### REQUIRED WORK
A word-for-word restatement of all the records is the required answer.

### SUPPLIED MATERIAL
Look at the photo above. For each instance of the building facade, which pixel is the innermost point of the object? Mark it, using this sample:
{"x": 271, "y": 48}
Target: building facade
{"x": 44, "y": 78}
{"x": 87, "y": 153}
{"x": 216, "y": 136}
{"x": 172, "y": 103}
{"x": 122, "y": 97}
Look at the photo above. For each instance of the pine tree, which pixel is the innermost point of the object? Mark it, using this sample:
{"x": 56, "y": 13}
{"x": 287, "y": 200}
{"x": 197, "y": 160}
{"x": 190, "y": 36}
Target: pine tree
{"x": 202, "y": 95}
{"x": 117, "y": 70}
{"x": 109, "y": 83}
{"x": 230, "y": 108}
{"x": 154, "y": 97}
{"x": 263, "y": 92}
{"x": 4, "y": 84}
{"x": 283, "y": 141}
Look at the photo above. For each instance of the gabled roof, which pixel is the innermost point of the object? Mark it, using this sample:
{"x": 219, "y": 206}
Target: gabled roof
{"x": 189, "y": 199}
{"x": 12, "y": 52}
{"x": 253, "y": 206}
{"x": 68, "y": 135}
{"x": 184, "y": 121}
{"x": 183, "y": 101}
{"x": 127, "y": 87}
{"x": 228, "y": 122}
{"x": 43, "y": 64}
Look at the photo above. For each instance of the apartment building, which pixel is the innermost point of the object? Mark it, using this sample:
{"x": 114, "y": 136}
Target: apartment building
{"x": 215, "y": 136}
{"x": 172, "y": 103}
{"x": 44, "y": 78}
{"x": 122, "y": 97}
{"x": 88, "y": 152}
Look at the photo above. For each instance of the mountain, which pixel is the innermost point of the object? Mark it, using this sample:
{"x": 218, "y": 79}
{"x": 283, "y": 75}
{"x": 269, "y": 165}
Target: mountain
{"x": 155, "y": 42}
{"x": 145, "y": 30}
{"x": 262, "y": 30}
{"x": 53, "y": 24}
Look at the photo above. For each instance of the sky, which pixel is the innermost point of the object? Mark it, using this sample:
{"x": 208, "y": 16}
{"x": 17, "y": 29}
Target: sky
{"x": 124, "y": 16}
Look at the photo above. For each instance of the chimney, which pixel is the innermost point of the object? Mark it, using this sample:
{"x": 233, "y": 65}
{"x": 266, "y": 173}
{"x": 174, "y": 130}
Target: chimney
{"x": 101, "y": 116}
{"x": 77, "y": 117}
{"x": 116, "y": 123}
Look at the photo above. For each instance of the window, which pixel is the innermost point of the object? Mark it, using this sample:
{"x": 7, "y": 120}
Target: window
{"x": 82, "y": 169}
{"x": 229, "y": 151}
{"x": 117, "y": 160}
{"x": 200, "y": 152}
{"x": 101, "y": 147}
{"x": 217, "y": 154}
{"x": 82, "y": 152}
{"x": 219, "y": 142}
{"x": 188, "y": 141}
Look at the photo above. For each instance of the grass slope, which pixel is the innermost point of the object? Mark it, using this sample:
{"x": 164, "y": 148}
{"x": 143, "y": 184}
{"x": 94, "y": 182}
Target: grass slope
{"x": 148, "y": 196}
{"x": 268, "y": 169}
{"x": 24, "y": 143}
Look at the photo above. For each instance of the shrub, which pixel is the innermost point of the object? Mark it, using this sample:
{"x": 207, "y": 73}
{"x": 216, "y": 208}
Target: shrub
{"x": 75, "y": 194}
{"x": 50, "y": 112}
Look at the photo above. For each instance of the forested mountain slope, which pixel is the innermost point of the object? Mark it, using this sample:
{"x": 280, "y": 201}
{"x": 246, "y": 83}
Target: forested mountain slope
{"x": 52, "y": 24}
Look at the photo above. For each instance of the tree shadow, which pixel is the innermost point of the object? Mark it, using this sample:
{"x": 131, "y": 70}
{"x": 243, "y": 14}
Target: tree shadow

### SOLUTION FOR THIS EXERCISE
Look at the photo above. For each instance of the building facade, which pixel is the innermost point of the object? Mark it, using this sample:
{"x": 271, "y": 48}
Target: building facade
{"x": 44, "y": 78}
{"x": 87, "y": 153}
{"x": 216, "y": 136}
{"x": 172, "y": 103}
{"x": 122, "y": 97}
Look at the photo above. For each instance of the pine tree, which pixel is the innermost point of the object? Mark it, using this sample:
{"x": 56, "y": 13}
{"x": 287, "y": 200}
{"x": 197, "y": 160}
{"x": 190, "y": 36}
Target: pine tree
{"x": 202, "y": 95}
{"x": 117, "y": 70}
{"x": 109, "y": 83}
{"x": 230, "y": 108}
{"x": 154, "y": 97}
{"x": 263, "y": 92}
{"x": 4, "y": 84}
{"x": 283, "y": 141}
Look at the photo above. For each instance of the gabled roof, which pixel is the innermost point of the object? Mark it, using this sample:
{"x": 219, "y": 206}
Target: gabled roof
{"x": 189, "y": 199}
{"x": 12, "y": 52}
{"x": 253, "y": 206}
{"x": 68, "y": 135}
{"x": 184, "y": 121}
{"x": 183, "y": 101}
{"x": 127, "y": 87}
{"x": 228, "y": 122}
{"x": 43, "y": 64}
Look at the photo above. For each instance of the apartment building, which pixel is the innermost point of the object? Mark it, using this sample:
{"x": 114, "y": 136}
Target: apartment building
{"x": 215, "y": 136}
{"x": 172, "y": 103}
{"x": 44, "y": 78}
{"x": 122, "y": 97}
{"x": 88, "y": 152}
Look at the photo above. For each instance of the mountain, which pixel is the innermost point of the object? Mark it, using this sample:
{"x": 218, "y": 79}
{"x": 283, "y": 75}
{"x": 269, "y": 165}
Target: mountain
{"x": 155, "y": 42}
{"x": 145, "y": 30}
{"x": 262, "y": 30}
{"x": 53, "y": 24}
Look at the photo above. For each instance of the sky, which pixel is the innermost point of the object? Mark it, using this sample:
{"x": 208, "y": 16}
{"x": 17, "y": 29}
Target: sky
{"x": 124, "y": 16}
Look at the photo above. For each instance of the chimney, which pixel is the innermost point of the object? Mark it, using this sample:
{"x": 233, "y": 65}
{"x": 266, "y": 173}
{"x": 174, "y": 130}
Target: chimney
{"x": 101, "y": 116}
{"x": 77, "y": 117}
{"x": 116, "y": 123}
Look at the photo above. For each instance of the window, which pixel is the innermost point of the object? Mark it, using this sample:
{"x": 7, "y": 120}
Target: window
{"x": 82, "y": 169}
{"x": 229, "y": 151}
{"x": 117, "y": 160}
{"x": 200, "y": 152}
{"x": 101, "y": 147}
{"x": 217, "y": 154}
{"x": 82, "y": 152}
{"x": 219, "y": 142}
{"x": 188, "y": 141}
Look at the photo above. For each instance of the grass slope, which pixel is the innermost point of the object? Mark it, using this sample:
{"x": 164, "y": 148}
{"x": 143, "y": 184}
{"x": 94, "y": 182}
Target: grass slope
{"x": 148, "y": 196}
{"x": 268, "y": 169}
{"x": 24, "y": 143}
Look at the photo above. For each instance of the shrub, which pixel is the innermost point of the object? Mark it, using this sample:
{"x": 207, "y": 73}
{"x": 216, "y": 208}
Target: shrub
{"x": 75, "y": 194}
{"x": 50, "y": 112}
Look at the photo above. For each instance of the forested mountain slope, which pixel is the innermost point of the object? Mark it, using this sample:
{"x": 280, "y": 201}
{"x": 246, "y": 83}
Target: forested mountain slope
{"x": 52, "y": 24}
Look at the photo above. For each instance of the tree shadow, which pixel is the innermost point of the object? Mark it, using this sample:
{"x": 131, "y": 70}
{"x": 243, "y": 14}
Target: tree shadow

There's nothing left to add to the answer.